### Aufgabe
Kopiere den folgenden Auszug über die Gedenktafel für die Familie Elias in Herne vollständig und ohne jede Änderung.

### Ausgewählter Auszug
+++

Seit 2005 besteht in Herne das lokale Erinnerungsprojekt „Nahtstellen, fühlbar, hier…“. Mit zwölf Gedenktafeln im Stadtgebiet erinnert es an die Geschichte des jüdischen Lebens, das durch die Shoah vernichtet wurde. Am Freitag, 7. November 2025, wurde eine weitere Tafel der Öffentlichkeit vorgestellt. Dabei war auch eine der letzten Überlebenden der Shoah, Hanneke Schmitz, anwesend.
Die Tafel an der Bahnhofstraße 111 erinnert an ihre Familie mit dem Nachnamen Elias. Ihre Großeltern Max und Helene Elias führten hier seit 1912 ein Möbelgeschäft, oberhalb der Verkaufsräume wohnten sie mit ihren Kindern Erich, Lotte und Gerda. Mit der Machtübernahme durch die Nationalsozialisten 1933 begann die wirtschaftliche Drangsalierung der Familie: Ihr Mietvertrag für das Geschäft wurde nicht verlängert, auch einen anderen Laden konnte die Familie nicht anmieten – obwohl es genügend Leerstand gab. Sie wanderten im August 1933 nach Rotterdam aus, wo sie einen Großhandel für Toilettenartikel aufbauten. Mit der Besetzung der Niederlande durch die Wehrmacht 1940 holte sie der Nationalsozialismus wieder ein. Max Elias starb 1940 bei der Bombardierung Rotterdams durch die deutsche Luftwaffe, seine Frau Helene wurde 1943 ins Vernichtungslager Sobibor deportiert und dort in den Gaskammern ermordet.

+++

### Datenauszug
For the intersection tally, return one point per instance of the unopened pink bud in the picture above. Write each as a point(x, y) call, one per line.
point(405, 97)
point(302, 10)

+++

### Lösung
Seit 2005 besteht in Herne das lokale Erinnerungsprojekt „Nahtstellen, fühlbar, hier…“. Mit zwölf Gedenktafeln im Stadtgebiet erinnert es an die Geschichte des jüdischen Lebens, das durch die Shoah vernichtet wurde. Am Freitag, 7. November 2025, wurde eine weitere Tafel der Öffentlichkeit vorgestellt. Dabei war auch eine der letzten Überlebenden der Shoah, Hanneke Schmitz, anwesend.
Die Tafel an der Bahnhofstraße 111 erinnert an ihre Familie mit dem Nachnamen Elias. Ihre Großeltern Max und Helene Elias führten hier seit 1912 ein Möbelgeschäft, oberhalb der Verkaufsräume wohnten sie mit ihren Kindern Erich, Lotte und Gerda. Mit der Machtübernahme durch die Nationalsozialisten 1933 begann die wirtschaftliche Drangsalierung der Familie: Ihr Mietvertrag für das Geschäft wurde nicht verlängert, auch einen anderen Laden konnte die Familie nicht anmieten – obwohl es genügend Leerstand gab. Sie wanderten im August 1933 nach Rotterdam aus, wo sie einen Großhandel für Toilettenartikel aufbauten. Mit der Besetzung der Niederlande durch die Wehrmacht 1940 holte sie der Nationalsozialismus wieder ein. Max Elias starb 1940 bei der Bombardierung Rotterdams durch die deutsche Luftwaffe, seine Frau Helene wurde 1943 ins Vernichtungslager Sobibor deportiert und dort in den Gaskammern ermordet.